Source
— START —
Page MenuHomePhabricator

Implement TermLookup based on Elastic
Closed, ResolvedPublic

Description

We need a scalable way to look up labels and description for an entity, in a given set of languages.
The current implementation using the wb_terms table does not perform well for large wikis.
An alternative approach would be to use Elastic for looking up labels.

Open question: can we re-use the information we store in Elastic for CirrusSearch (compare T88534: [Story] Implement EntitySearch service on top of Elastic), or do we need a special mapping just for the label lookup?

Event Timeline

daniel moved this task from Inbox to Push on the User-Daniel board.Jan 5 2017, 6:58 PM

Just to be clear, which lookup(s) we're talking about:

  • term -> entity ID
  • term+language -> entity ID
  • entity+language -> term(s)
  • entity -> term(s) in any language

I think we have all pieces for this, but not sure what API should be there or whether we still want this?

@Lydia_Pintscher, @daniel Would like a bit more clarity about this one - what needs to be done here (if at all)?

We do have a TermLookup interface with a few implementations, one that directly accesses the entity, and one that accesses wb_terms. This ticket suggests an other implementation that queries the Cirrus/Elastic index.

The features of TermLookup are currently used in quite a lot of very different places:

  • In the getLabelByLanguage function in Lua.
  • In the LinkBegin hook handler that makes sure proper labels are displayed when linking to Wikidata entities.
— END —
Data entries
— START —
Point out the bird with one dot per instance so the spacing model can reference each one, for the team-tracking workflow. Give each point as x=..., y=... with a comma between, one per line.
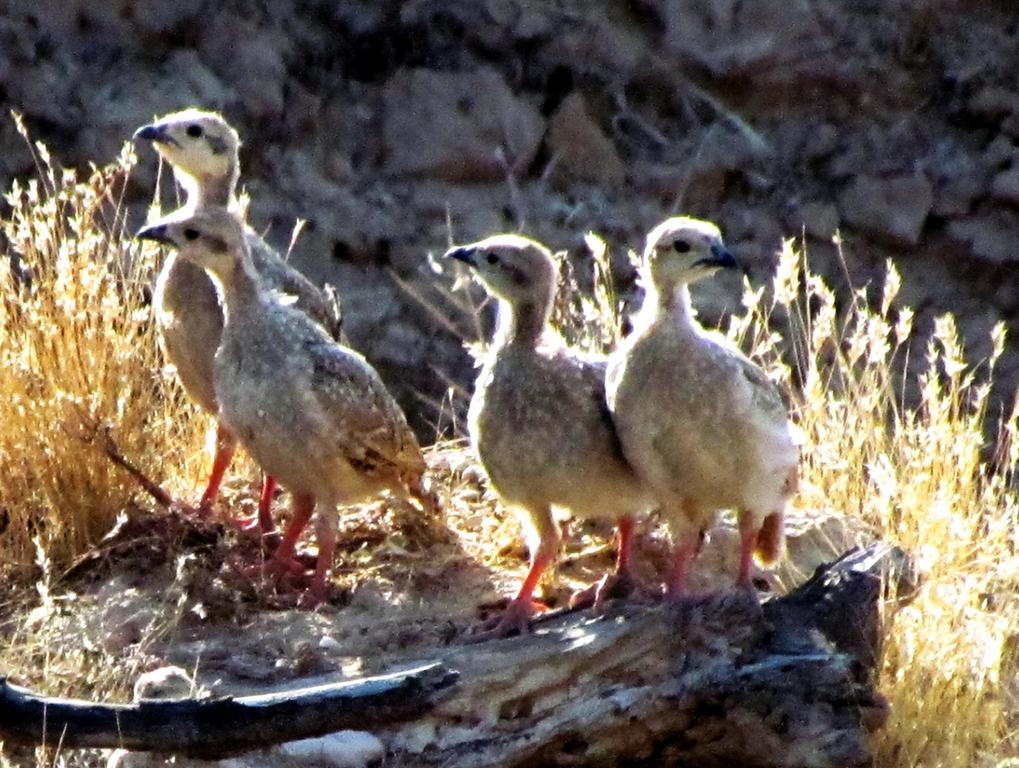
x=699, y=422
x=539, y=422
x=313, y=413
x=203, y=149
— END —
Brief A
Answer these questions about the TermLookup ticket:
(i) Which table does the current implementation use that performs poorly for large wikis?
(ii) What do the two existing TermLookup implementations each access?
(iii) Which Lua function is named as using TermLookup features?
Brief B
Continue the TermLookup ticket from its last line.
You can ignore the listing.

Task output A
(i) The wb_terms table.
(ii) One directly accesses the entity, and the other accesses wb_terms.
(iii) getLabelByLanguage.

Task output B
  • In the LabelDescriptionLookup implementations, which are again used in about two dozen different places.

It might be possible to replace some of these usages with new Cirrus/Elastic based infrastructure that does not implement TermLookup. However, there are so many places, it doesn't seem to be a good idea to replace them all. The easiest way forward seems to be a new Cirrus/Elastic based TermLookup that can then be used wherever necessary, and slowly replace especially the remaining wb_terms lookups.

Smalyshev moved this task from Backlog to Next on the User-Smalyshev board.Feb 13 2018, 8:18 PM
Smalyshev added a comment.EditedMar 1 2018, 9:38 PM

@thiemowmde Thanks, now I understand the idea much better. However, it seems to be that it might be better to implement TermIndex, not TermLookup - since otherwise we do not get to benefit from caching/prefetching functionality that specific TermLookup classes implement on top of TermIndex and PrefetchingTermLookup. Does it make sense or am I missing something here?

The fact that TermIndex does both reads and writes is a bit of a problem (as we have only one service and if we replace it with Elastic then the write part for it won't work and other clients that still use wb_terms will be broken) so there might be a need to split the TermIndex maybe?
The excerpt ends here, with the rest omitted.